What to produce: Resize the stretch from the line containing "If you could outline every instance of the ford bronco, that" through the end of the entries, and give only those lines again, requests included. Multiply every polygon vertex coordinate in the answers by 0.2 and round it to a whole number, with halves going up.

Data supplied:
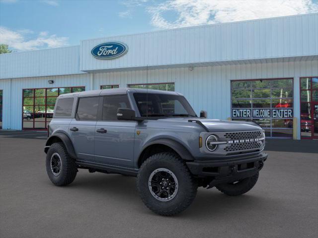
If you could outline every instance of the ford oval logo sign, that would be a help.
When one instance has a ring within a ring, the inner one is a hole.
[[[91,50],[91,54],[97,59],[111,60],[126,54],[128,48],[120,42],[106,42],[95,46]]]

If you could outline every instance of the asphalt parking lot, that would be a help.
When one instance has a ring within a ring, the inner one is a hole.
[[[269,158],[248,193],[199,188],[181,214],[160,217],[135,178],[80,170],[63,187],[49,180],[44,132],[0,131],[1,238],[317,238],[318,141],[268,139]]]

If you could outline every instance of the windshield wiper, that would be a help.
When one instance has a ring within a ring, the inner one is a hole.
[[[173,116],[173,117],[194,117],[194,116],[193,115],[190,115],[190,114],[172,114],[171,116]]]
[[[166,114],[148,114],[148,117],[169,117]],[[143,117],[147,117],[147,115],[143,115]]]

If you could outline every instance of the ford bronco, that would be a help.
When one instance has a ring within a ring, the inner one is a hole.
[[[188,207],[198,186],[250,190],[267,155],[252,122],[198,117],[174,92],[118,88],[60,95],[48,128],[46,171],[57,186],[79,169],[137,176],[142,200],[164,216]]]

Answer to this problem:
If you could outline every instance of the ford bronco, that would be a help.
When one instance has a ring within a ring, the inner one is a hole.
[[[38,41],[40,37],[50,38],[53,31],[50,24],[40,23],[35,18],[24,18],[12,19],[10,26],[9,34],[11,37],[16,34],[27,35],[28,40],[33,43]]]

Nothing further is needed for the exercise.